Что сделать:
A. Извлеките из отрывка о Толстом дословный фрагмент, начиная со слов "Время на прочтение: 5" и далее вплоть до слов "события в России.".
B. Где сидели собеседники, согласно отрывку о Толстом?

Фрагмент текста:
◇ ◇ ◇ ◇ ◇ ◇ ◇

У гр. Л. Н. Толстого, Беляев Юрий Дмитриевич, Год: 1906

Время на прочтение: 5 минут(ы)

Юр. Беляев

У гр. Л. Н. Толстого

Мы сидели на верхней террасе. Был вечер. Липы стояли в полном цвету и сладко пахли. Стрижи, чирикая, чертили круги над самыми нашими головами. Робко запевал соловей. С лаун-тенниса долетали веселые голоса.
Толстой — я застал его, по обыкновению, за чтением — отложил нумер какого-то английского review {журнала (англ.).} и усталым голосом сказал:
— Сейчас прочел статью одного английского публициста (он назвал его) о России. Он пишет, что крестьянам больше земли не нужно, потому что они не умеют ее обрабатывать. Какие пустяки! И тут же рядом прославление Трепова (*1*), который один будто все знает, все понимает…
Я высказал свое мнение относительно автора-англичанина, придворная ливрея которого достаточно ясно определилась за последние политические события в России.

◇ ◇ ◇ ◇ ◇ ◇ ◇

Записи:
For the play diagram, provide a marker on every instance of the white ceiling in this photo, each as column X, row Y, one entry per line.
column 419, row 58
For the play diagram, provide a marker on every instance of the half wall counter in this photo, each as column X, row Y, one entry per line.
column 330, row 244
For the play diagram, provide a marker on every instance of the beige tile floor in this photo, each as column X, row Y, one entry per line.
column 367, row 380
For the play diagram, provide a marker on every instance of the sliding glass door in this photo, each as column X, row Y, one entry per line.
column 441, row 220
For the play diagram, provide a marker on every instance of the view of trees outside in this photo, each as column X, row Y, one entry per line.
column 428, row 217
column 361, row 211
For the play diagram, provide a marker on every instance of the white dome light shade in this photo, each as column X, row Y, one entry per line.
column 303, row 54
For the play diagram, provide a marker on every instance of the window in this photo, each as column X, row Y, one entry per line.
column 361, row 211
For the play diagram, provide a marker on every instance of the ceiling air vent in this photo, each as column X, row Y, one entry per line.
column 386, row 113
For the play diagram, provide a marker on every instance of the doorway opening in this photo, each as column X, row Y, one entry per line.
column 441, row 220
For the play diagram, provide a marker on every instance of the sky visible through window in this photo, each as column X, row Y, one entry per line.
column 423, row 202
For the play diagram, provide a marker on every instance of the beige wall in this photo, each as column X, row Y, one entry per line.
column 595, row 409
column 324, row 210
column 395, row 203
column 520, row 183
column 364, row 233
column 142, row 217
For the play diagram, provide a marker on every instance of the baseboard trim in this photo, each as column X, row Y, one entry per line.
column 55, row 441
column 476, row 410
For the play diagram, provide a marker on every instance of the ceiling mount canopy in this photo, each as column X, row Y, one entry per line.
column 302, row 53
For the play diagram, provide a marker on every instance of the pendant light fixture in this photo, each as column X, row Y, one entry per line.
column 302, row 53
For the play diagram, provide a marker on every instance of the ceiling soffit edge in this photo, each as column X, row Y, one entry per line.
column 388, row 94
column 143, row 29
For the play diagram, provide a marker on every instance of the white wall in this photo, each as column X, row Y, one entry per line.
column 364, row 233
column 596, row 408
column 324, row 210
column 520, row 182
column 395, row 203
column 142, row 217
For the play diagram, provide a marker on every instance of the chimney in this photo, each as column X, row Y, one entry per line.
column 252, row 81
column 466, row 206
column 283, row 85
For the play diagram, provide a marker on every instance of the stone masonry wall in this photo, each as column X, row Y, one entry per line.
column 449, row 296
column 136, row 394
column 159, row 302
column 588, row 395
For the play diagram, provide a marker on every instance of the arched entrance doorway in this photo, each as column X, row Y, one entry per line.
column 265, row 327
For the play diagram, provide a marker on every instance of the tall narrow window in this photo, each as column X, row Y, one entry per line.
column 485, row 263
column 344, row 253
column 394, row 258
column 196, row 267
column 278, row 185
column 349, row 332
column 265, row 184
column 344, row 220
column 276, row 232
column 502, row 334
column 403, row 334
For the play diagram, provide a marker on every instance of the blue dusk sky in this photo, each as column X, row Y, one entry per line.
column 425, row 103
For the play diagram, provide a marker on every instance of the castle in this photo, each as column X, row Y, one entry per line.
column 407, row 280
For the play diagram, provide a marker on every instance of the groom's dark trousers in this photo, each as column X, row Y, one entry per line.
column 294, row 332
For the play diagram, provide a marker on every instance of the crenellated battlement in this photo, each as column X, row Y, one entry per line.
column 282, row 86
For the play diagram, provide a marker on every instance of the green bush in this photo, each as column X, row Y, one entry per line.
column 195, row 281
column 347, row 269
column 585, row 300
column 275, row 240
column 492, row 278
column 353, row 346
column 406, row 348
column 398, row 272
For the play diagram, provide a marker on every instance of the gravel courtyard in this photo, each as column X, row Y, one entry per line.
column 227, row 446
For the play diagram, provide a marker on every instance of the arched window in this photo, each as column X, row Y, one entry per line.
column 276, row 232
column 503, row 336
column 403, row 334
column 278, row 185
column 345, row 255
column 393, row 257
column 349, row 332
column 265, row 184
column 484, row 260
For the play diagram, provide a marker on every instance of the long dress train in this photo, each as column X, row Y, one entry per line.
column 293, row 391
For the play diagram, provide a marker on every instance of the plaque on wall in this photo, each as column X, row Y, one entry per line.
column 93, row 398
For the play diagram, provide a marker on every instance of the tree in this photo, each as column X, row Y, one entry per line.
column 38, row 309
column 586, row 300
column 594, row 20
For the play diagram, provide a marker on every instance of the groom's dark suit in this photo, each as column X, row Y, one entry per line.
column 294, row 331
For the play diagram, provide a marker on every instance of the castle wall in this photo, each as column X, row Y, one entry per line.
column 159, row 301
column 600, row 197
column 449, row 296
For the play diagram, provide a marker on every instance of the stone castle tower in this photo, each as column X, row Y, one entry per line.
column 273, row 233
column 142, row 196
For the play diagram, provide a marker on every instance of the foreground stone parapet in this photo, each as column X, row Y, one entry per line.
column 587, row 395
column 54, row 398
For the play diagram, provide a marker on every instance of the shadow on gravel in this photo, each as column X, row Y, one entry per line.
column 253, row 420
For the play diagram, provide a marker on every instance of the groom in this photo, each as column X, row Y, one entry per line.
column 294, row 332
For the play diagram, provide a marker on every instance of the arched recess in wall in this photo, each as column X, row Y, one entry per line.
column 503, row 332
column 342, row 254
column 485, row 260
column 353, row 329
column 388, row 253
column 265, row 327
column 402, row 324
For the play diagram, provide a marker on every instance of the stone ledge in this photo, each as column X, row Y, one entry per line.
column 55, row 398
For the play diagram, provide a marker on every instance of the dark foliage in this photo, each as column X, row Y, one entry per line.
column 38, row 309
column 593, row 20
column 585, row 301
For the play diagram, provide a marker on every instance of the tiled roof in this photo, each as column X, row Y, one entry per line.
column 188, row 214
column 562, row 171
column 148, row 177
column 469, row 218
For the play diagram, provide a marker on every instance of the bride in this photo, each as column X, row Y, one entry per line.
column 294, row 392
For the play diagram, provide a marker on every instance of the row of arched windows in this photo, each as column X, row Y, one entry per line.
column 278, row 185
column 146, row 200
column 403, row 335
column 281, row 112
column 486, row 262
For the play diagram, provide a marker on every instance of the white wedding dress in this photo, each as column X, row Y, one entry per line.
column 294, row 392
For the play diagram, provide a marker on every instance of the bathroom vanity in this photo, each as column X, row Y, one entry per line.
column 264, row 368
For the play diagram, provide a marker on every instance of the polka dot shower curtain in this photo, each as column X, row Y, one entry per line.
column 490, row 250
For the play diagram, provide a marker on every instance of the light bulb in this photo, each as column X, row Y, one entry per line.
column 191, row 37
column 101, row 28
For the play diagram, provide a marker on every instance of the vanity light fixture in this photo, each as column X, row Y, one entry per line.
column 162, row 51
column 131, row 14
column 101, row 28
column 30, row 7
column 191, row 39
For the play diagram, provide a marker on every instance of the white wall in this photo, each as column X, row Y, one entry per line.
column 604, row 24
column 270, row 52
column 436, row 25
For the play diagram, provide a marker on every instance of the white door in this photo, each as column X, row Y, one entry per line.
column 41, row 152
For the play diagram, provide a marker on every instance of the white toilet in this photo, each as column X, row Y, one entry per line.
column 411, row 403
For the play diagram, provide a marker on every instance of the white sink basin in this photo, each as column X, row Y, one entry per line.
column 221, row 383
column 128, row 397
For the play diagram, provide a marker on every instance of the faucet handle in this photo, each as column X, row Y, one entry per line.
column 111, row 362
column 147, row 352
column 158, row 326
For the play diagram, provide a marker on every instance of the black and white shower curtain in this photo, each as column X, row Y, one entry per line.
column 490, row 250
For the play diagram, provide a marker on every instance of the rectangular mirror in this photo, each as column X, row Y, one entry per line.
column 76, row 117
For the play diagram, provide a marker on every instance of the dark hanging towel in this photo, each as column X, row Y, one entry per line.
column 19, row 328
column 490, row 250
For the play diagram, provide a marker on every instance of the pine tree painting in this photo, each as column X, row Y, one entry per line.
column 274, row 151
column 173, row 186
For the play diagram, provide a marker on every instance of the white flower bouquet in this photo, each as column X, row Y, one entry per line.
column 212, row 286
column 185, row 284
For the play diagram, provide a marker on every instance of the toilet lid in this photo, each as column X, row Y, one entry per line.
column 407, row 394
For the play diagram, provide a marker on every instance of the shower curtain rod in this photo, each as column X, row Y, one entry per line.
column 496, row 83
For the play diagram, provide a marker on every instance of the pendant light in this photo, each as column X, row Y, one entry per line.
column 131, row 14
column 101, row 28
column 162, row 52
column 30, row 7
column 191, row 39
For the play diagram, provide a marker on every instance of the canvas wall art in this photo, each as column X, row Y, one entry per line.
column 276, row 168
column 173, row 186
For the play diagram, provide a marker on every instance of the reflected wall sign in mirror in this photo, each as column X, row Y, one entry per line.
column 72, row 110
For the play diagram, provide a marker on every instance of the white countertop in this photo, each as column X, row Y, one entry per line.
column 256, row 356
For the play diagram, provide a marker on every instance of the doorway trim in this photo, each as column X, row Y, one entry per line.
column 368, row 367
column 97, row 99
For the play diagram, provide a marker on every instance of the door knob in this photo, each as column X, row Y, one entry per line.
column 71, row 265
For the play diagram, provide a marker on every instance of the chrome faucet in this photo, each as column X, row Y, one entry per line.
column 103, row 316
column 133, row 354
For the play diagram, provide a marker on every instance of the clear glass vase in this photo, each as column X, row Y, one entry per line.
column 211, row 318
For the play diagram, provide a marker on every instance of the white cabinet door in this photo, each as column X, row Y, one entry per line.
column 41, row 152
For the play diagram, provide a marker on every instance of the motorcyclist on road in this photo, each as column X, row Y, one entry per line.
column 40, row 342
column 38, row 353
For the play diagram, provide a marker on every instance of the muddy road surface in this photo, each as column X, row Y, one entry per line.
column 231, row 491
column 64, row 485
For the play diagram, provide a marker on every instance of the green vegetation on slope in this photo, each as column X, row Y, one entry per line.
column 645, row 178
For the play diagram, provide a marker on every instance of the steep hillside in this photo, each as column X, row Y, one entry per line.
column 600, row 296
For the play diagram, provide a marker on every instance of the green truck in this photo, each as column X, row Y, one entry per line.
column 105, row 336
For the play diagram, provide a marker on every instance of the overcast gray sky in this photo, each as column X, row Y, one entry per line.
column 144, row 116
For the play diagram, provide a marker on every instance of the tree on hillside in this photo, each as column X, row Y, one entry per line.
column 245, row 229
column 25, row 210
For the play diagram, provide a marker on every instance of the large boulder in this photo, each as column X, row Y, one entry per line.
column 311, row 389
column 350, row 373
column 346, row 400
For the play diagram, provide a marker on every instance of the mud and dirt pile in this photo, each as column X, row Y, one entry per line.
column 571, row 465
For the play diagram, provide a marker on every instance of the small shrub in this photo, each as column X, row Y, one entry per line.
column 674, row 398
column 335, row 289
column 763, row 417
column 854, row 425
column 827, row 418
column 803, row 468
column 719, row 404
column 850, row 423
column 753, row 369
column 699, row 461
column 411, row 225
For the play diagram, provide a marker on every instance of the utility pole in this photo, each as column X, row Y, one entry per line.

◇ ◇ ◇ ◇ ◇ ◇ ◇

Результаты:
A.
Время на прочтение: 5 минут(ы)

Юр. Беляев

У гр. Л. Н. Толстого

Мы сидели на верхней террасе. Был вечер. Липы стояли в полном цвету и сладко пахли. Стрижи, чирикая, чертили круги над самыми нашими головами. Робко запевал соловей. С лаун-тенниса долетали веселые голоса.
Толстой — я застал его, по обыкновению, за чтением — отложил нумер какого-то английского review {журнала (англ.).} и усталым голосом сказал:
— Сейчас прочел статью одного английского публициста (он назвал его) о России. Он пишет, что крестьянам больше земли не нужно, потому что они не умеют ее обрабатывать. Какие пустяки! И тут же рядом прославление Трепова (*1*), который один будто все знает, все понимает…
Я высказал свое мнение относительно автора-англичанина, придворная ливрея которого достаточно ясно определилась за последние политические события в России.

B. На верхней террасе.